Locate the line that contains "Every instance of the tree", then copy it and all later lines of the data below exactly, through the last one.

-*-*-

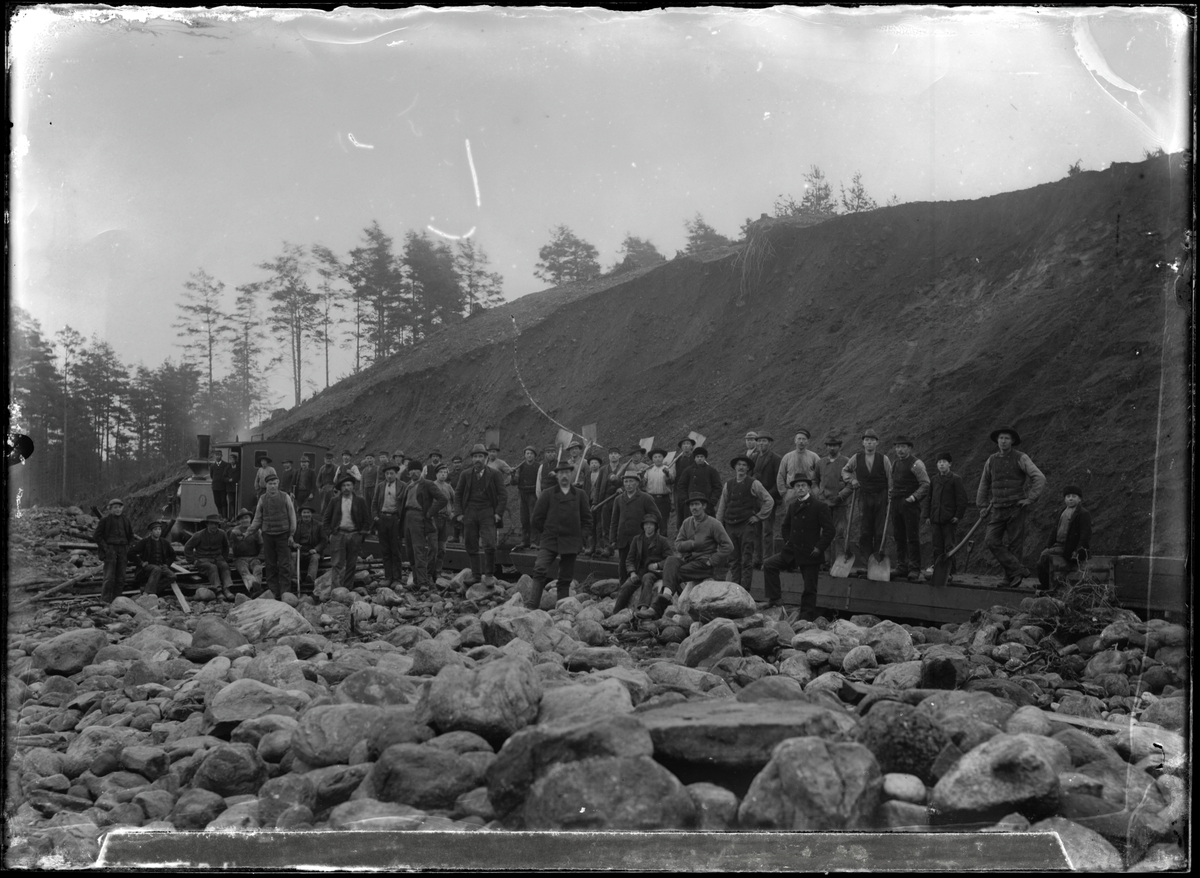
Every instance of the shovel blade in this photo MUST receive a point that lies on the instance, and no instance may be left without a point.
(843, 566)
(879, 569)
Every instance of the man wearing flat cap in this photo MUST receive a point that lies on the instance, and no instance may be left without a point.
(347, 521)
(742, 509)
(1011, 482)
(766, 470)
(562, 516)
(480, 499)
(113, 536)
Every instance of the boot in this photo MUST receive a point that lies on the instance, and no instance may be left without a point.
(624, 595)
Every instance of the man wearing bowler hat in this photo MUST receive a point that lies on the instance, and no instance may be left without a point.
(742, 509)
(808, 533)
(480, 499)
(1011, 482)
(910, 487)
(562, 516)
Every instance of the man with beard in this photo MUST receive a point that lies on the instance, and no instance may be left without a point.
(808, 533)
(480, 499)
(562, 516)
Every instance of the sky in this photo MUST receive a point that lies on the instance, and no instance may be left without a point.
(149, 144)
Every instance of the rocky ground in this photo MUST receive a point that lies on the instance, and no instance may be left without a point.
(457, 709)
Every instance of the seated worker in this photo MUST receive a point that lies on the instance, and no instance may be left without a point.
(1069, 539)
(156, 555)
(247, 552)
(808, 531)
(310, 540)
(208, 549)
(702, 552)
(647, 554)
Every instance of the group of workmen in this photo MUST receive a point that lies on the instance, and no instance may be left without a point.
(581, 504)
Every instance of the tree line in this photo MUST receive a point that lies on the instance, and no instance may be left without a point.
(568, 258)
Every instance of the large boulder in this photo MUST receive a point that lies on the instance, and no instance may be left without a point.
(609, 793)
(492, 701)
(528, 755)
(328, 733)
(711, 643)
(264, 619)
(714, 599)
(215, 631)
(1002, 775)
(738, 734)
(811, 783)
(585, 701)
(421, 776)
(70, 651)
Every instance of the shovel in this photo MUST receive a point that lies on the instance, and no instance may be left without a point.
(942, 565)
(845, 561)
(879, 565)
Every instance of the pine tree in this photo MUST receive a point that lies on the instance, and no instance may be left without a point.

-*-*-

*Exercise answer*
Every instance of the tree line in this photo MUST receive a point that lies on the instance, and no instance may be left without a point.
(568, 258)
Every instance of the large boulder in this photo MUST receive a point that lies on the instance, and no instance may be left without a point.
(609, 793)
(492, 701)
(528, 755)
(328, 733)
(711, 643)
(264, 619)
(714, 599)
(215, 631)
(1002, 775)
(738, 734)
(811, 783)
(585, 701)
(421, 776)
(70, 651)
Every instance of the shovel in this photo MUST receive a point that lies on the instance, and no instance may be left without a point.
(942, 565)
(845, 561)
(879, 565)
Every instance of the pine tree in this photo MUST receive a point that lies on the instance, and no instance may be left without a point.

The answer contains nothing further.